(Referring expression data)
»»
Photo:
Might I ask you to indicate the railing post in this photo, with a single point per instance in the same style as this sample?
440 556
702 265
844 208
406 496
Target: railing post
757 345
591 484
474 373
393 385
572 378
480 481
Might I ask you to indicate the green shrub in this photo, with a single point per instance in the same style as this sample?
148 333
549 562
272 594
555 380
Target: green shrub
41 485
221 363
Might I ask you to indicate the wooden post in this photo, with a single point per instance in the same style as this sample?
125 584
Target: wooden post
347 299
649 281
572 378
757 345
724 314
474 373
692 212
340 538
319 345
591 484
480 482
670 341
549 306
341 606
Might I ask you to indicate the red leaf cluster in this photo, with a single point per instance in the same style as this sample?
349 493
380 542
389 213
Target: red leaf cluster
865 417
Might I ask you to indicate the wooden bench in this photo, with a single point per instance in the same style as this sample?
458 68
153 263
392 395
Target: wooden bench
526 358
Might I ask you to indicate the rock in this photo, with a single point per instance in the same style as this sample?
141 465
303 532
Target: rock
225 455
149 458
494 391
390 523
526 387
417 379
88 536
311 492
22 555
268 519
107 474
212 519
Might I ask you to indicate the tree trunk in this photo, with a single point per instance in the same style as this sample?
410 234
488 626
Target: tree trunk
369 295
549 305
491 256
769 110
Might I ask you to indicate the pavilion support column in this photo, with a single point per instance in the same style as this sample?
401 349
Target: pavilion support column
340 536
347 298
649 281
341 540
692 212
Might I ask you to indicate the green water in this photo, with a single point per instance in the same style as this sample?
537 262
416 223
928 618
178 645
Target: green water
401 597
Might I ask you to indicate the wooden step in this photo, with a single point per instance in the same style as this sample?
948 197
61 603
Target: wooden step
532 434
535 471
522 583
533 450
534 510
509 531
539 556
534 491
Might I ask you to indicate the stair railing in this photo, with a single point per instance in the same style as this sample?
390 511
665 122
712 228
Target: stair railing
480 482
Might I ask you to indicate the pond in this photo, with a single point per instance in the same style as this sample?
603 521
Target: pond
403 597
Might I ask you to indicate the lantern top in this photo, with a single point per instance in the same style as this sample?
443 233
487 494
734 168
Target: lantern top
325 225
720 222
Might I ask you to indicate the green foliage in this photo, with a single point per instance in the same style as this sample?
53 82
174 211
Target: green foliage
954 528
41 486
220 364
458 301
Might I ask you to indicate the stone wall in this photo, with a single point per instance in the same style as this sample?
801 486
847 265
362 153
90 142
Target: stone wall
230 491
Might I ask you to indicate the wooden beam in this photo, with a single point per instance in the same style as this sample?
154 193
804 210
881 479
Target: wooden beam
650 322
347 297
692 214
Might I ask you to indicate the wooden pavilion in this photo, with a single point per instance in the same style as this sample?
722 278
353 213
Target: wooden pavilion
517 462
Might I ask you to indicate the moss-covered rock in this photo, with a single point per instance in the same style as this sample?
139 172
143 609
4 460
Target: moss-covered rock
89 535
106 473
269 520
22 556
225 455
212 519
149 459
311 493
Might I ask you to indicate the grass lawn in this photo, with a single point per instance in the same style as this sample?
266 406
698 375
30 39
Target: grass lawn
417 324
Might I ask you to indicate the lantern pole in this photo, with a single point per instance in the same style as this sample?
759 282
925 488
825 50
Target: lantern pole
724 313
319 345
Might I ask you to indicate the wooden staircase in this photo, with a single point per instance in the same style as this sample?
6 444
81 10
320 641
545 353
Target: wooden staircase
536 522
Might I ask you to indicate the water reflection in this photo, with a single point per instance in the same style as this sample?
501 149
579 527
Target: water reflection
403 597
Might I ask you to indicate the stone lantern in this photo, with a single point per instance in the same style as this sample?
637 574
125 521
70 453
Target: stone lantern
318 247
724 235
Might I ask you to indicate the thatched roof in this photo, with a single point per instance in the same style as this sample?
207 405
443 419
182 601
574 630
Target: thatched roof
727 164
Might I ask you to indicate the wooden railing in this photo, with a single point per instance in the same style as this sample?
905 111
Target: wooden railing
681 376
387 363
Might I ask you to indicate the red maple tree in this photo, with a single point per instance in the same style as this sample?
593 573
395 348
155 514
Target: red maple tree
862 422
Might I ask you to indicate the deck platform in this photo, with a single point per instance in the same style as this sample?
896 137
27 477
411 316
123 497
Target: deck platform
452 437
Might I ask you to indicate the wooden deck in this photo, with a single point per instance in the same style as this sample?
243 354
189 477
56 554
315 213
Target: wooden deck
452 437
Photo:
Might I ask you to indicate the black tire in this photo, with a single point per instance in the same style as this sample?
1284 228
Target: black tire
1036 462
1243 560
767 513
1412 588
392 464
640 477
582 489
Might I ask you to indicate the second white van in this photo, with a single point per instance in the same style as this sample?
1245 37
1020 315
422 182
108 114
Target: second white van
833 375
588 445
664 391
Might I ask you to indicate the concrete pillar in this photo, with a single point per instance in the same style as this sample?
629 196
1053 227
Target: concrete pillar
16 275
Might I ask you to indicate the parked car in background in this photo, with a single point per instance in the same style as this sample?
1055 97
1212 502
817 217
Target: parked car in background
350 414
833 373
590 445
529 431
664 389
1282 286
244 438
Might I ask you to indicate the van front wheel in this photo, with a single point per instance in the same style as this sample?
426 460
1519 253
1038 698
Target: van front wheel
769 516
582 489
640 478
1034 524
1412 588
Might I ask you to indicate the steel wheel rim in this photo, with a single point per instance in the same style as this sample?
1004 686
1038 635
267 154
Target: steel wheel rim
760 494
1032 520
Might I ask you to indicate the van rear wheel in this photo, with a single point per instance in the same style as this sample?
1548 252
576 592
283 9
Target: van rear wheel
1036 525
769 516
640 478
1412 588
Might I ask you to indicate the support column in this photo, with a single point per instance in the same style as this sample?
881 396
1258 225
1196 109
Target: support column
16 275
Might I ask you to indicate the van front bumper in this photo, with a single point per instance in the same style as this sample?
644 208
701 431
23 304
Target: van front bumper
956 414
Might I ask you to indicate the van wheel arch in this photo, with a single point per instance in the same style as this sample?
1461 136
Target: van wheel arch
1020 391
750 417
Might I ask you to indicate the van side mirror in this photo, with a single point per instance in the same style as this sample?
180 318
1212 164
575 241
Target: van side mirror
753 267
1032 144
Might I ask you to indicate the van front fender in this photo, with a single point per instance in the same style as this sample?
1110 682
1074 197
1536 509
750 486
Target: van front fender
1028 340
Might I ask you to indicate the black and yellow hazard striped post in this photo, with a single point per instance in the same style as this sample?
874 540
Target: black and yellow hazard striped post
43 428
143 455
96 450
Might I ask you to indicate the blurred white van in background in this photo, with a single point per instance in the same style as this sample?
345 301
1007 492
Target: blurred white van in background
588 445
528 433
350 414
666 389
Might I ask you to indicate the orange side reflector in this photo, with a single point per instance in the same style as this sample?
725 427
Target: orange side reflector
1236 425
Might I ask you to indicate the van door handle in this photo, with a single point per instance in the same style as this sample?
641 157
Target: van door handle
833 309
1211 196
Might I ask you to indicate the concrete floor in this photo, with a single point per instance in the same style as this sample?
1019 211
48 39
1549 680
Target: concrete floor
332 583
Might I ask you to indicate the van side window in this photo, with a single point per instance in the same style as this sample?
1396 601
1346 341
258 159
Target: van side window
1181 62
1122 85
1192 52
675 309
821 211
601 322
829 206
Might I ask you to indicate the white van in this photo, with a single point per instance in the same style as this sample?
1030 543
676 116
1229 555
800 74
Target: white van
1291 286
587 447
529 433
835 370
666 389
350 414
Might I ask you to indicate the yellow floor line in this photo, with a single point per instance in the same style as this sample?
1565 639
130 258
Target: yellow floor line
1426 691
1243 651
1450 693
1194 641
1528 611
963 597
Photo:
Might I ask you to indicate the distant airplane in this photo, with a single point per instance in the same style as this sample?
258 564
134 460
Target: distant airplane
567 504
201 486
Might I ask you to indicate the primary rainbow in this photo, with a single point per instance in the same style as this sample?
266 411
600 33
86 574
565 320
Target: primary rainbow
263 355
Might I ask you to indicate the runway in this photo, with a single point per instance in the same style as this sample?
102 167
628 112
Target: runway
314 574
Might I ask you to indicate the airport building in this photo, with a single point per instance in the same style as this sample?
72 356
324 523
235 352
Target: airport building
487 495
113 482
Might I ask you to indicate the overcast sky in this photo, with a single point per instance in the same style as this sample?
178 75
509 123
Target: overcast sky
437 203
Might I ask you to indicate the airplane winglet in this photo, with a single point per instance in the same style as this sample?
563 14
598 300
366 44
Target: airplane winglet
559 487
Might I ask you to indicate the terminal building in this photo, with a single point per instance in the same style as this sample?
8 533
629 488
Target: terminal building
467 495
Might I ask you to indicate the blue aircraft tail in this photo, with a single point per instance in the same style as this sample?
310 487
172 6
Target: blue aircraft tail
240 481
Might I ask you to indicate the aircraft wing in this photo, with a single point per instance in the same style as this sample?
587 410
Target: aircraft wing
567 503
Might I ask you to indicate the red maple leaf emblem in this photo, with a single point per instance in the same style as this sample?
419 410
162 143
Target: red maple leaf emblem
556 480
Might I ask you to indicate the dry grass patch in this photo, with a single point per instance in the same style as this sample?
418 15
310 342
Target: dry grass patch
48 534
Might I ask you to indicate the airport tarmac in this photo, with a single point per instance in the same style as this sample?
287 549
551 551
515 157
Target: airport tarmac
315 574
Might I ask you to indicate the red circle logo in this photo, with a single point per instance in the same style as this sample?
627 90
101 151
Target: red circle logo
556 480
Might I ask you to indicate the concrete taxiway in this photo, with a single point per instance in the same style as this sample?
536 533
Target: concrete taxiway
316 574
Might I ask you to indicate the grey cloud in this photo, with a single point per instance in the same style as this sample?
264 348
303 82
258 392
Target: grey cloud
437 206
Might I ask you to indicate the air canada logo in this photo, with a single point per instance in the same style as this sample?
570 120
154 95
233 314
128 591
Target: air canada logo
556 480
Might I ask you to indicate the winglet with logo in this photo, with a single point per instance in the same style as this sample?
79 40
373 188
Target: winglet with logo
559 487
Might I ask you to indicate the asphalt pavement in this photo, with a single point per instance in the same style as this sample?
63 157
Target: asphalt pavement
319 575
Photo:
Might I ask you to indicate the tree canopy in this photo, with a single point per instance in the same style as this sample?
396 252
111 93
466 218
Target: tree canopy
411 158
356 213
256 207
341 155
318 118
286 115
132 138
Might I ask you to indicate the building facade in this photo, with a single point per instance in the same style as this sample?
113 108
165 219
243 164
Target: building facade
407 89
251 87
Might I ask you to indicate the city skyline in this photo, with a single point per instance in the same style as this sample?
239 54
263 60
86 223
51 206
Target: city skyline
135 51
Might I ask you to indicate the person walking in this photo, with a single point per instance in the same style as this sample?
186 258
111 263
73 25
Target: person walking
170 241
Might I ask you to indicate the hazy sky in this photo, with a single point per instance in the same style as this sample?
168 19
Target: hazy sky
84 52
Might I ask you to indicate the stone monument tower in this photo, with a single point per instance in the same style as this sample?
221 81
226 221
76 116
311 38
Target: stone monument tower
««
• [Task instructions]: Answer with the number alone after working out how many lines in the records contain the string "tower".

• [Answer]: 2